◆ Document segment:
▬▬▬▬▬▬▬▬▬▬
Devices which support DMA have DMA request bits. These are defined in "Table 14-2. DMAREQC Field Description (Continued)". The only devices that can request DMA are the four DMA Timers and the three UARTs. Nothing else can.
However, there's nothing from stopping you starting a "Dual Address DMA Transfer" to copy a block of data (the QSPI registers) to and from memory, triggered by software. But be aware that anything the DMA Controller can do, the CPU can do a lot faster. It takes longer to set up a DMA transfer (of say 16 words in the QSPI) that to have the CPU do the transfer itself, so it isn't worthwhile.
The QSPI supports a maximum of 16 bit transfers. That's limited by the "Receive RAM" being 16 bits. You can have longer "external" transfers like 32-bits by having the external chip-select remain asserted during two 16-bit transfers.
Does your "external 128 byte RX and TX transfer" have to be 8 bit transfers? Does the external device need chip-select deasserted every 8 bits? If it can handle longer transfers, you can do better, but assuming it can't...
▬▬▬▬▬▬▬▬▬▬
◆ Required tasks:
1) Copy the QSPI and DMA reply word for word, starting with "Devices which support" and going on through "it isn't worthwhile.".
2) According to the QSPI and DMA reply, which devices can request DMA?
3) Using the QSPI and DMA reply, explain why a software-triggered DMA transfer of the QSPI registers isn't worthwhile.

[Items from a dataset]
▬▬▬▬▬▬▬▬▬▬
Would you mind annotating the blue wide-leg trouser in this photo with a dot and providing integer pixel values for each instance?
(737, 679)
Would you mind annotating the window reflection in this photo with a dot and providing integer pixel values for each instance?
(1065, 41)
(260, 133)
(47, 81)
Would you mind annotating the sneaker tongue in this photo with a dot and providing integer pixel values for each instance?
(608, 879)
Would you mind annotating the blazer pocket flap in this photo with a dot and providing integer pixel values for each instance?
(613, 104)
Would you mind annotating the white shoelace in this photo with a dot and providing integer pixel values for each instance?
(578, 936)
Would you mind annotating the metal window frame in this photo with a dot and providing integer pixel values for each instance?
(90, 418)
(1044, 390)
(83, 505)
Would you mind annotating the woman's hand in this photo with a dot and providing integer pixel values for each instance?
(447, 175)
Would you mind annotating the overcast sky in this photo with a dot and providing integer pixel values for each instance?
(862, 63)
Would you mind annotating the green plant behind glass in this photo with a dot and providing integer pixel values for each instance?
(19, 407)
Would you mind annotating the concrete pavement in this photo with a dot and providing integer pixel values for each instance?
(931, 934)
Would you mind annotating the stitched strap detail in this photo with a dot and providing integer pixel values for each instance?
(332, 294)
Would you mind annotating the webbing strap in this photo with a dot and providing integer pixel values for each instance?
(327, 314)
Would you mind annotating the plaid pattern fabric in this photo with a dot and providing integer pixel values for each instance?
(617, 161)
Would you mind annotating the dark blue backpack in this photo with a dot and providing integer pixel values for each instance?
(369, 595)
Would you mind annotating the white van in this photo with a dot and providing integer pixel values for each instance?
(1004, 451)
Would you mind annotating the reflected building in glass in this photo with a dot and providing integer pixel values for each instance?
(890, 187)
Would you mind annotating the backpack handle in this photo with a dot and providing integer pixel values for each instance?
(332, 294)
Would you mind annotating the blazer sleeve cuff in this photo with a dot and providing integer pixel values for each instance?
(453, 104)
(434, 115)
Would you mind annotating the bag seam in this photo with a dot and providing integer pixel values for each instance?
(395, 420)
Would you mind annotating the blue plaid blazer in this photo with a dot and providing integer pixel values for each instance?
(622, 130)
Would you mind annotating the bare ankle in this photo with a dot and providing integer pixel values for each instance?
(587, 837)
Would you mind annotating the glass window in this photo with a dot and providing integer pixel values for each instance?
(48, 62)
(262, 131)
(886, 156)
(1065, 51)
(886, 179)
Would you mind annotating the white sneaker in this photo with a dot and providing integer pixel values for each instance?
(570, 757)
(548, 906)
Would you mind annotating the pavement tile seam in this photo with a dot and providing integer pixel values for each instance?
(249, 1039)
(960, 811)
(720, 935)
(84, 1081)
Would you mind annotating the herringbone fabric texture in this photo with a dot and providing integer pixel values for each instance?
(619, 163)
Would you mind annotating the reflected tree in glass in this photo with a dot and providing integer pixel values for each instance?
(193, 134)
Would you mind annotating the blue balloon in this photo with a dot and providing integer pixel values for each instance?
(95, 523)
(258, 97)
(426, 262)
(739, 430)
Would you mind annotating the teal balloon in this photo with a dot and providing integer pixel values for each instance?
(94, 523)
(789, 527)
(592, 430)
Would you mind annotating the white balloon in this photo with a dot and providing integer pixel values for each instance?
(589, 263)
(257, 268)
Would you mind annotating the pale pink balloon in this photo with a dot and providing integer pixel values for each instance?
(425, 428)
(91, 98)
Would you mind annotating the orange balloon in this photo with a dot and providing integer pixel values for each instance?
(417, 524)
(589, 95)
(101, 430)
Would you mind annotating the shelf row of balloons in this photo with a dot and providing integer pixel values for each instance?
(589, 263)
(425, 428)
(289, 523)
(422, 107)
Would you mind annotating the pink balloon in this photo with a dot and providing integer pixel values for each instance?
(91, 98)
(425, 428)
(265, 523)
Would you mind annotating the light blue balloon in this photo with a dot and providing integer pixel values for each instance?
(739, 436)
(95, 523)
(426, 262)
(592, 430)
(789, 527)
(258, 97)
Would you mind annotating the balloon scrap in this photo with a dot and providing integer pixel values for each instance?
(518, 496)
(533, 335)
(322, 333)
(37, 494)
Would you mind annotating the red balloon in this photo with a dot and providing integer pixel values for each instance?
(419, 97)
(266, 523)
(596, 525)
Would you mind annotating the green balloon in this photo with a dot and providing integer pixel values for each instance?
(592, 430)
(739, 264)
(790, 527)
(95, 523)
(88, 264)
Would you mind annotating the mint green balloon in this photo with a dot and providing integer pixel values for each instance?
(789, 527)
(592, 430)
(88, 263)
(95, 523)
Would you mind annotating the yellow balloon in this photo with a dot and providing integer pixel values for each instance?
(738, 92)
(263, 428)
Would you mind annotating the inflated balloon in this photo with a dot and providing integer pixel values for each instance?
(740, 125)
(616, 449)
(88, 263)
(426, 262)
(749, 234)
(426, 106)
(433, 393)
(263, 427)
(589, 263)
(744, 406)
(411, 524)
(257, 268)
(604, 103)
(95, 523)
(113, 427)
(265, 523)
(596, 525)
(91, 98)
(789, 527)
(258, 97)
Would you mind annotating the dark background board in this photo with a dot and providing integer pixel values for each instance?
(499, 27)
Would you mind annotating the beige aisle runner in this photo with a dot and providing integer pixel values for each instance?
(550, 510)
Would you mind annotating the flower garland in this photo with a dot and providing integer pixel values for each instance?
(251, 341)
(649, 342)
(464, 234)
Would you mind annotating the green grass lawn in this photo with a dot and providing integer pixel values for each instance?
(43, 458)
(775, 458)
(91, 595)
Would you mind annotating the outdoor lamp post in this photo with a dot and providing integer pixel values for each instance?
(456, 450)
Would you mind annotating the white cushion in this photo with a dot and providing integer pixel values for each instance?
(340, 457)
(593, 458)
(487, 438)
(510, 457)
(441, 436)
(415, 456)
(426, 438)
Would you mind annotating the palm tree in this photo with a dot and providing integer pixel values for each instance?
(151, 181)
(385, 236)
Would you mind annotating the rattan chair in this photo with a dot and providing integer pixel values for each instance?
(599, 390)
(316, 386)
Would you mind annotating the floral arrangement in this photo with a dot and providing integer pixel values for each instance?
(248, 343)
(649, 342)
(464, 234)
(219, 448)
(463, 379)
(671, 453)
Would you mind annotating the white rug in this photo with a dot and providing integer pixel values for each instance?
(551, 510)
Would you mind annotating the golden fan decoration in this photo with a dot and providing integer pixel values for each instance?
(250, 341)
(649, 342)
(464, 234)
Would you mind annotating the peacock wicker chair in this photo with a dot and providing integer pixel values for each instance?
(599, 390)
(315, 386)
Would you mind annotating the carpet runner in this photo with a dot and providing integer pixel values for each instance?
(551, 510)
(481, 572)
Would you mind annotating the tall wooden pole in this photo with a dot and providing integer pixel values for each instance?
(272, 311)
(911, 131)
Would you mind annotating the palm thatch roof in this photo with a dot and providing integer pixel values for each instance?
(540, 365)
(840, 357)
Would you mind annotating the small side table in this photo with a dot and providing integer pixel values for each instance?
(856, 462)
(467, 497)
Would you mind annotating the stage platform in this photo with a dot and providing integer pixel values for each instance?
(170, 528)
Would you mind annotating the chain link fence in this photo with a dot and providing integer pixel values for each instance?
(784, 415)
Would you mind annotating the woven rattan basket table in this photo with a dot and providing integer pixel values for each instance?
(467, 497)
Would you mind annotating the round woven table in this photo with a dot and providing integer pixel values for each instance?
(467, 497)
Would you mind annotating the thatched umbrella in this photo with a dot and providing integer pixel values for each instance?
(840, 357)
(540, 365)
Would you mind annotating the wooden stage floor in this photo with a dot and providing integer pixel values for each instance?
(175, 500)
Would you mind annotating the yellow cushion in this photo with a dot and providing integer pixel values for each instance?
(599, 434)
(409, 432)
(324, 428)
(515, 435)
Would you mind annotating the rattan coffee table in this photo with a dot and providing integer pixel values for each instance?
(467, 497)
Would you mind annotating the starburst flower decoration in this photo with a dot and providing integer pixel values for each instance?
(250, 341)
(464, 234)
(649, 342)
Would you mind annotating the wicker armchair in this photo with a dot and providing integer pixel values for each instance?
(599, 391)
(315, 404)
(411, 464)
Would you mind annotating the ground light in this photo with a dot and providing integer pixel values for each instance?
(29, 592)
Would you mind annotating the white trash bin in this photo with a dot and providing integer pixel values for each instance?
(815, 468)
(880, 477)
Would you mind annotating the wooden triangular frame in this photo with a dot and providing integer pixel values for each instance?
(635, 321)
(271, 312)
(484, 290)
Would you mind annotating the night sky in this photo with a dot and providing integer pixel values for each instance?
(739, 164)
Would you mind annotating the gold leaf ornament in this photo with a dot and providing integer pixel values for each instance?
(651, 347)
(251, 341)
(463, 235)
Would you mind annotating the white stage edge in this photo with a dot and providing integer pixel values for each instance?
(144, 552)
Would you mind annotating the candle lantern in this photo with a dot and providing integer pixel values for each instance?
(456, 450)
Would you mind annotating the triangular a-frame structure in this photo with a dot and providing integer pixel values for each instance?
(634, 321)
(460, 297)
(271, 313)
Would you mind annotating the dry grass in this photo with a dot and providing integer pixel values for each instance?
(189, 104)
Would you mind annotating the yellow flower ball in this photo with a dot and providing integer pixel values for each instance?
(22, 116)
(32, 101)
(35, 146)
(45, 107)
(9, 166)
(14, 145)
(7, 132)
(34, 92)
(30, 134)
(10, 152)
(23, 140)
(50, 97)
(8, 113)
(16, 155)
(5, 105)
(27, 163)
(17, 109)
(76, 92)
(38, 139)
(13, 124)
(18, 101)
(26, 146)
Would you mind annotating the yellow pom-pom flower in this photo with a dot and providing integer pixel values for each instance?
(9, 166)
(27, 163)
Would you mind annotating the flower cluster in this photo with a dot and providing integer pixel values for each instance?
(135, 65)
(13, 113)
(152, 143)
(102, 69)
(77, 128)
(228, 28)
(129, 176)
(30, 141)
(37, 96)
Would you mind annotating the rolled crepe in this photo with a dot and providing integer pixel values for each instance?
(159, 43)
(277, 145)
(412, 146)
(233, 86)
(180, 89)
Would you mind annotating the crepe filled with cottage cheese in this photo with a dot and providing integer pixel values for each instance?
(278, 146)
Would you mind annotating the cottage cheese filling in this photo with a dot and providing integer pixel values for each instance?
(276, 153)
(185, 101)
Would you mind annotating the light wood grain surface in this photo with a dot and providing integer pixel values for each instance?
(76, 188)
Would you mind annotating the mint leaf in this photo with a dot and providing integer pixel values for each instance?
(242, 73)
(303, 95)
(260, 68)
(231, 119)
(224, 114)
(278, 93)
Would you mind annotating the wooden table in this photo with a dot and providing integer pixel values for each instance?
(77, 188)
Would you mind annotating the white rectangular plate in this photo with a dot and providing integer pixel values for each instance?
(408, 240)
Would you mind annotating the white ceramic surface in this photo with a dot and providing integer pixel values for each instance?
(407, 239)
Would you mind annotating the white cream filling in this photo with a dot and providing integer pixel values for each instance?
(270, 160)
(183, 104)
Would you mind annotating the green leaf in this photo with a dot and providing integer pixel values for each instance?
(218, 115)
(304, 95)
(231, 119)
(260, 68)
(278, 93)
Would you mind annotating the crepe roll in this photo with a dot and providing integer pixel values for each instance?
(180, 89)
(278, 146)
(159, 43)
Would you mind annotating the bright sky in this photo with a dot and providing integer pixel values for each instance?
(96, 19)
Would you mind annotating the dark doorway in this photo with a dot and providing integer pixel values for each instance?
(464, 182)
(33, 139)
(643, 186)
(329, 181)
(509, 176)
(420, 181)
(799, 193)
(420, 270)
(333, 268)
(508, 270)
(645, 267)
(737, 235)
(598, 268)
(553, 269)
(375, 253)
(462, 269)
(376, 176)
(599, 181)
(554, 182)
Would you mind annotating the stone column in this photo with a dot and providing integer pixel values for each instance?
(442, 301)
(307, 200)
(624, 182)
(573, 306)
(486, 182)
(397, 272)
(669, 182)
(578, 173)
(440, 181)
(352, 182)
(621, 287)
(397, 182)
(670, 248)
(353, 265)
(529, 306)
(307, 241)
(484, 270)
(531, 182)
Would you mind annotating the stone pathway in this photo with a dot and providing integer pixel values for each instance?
▬▬▬▬▬▬▬▬▬▬
◆ Task responses:
1)
Devices which support DMA have DMA request bits. These are defined in "Table 14-2. DMAREQC Field Description (Continued)". The only devices that can request DMA are the four DMA Timers and the three UARTs. Nothing else can.
However, there's nothing from stopping you starting a "Dual Address DMA Transfer" to copy a block of data (the QSPI registers) to and from memory, triggered by software. But be aware that anything the DMA Controller can do, the CPU can do a lot faster. It takes longer to set up a DMA transfer (of say 16 words in the QSPI) that to have the CPU do the transfer itself, so it isn't worthwhile.

2) The four DMA Timers and the three UARTs.

3) Setting up a DMA transfer of about 16 words in the QSPI takes longer than having the CPU do the transfer itself. The CPU can do anything the DMA Controller can do, and do it a lot faster.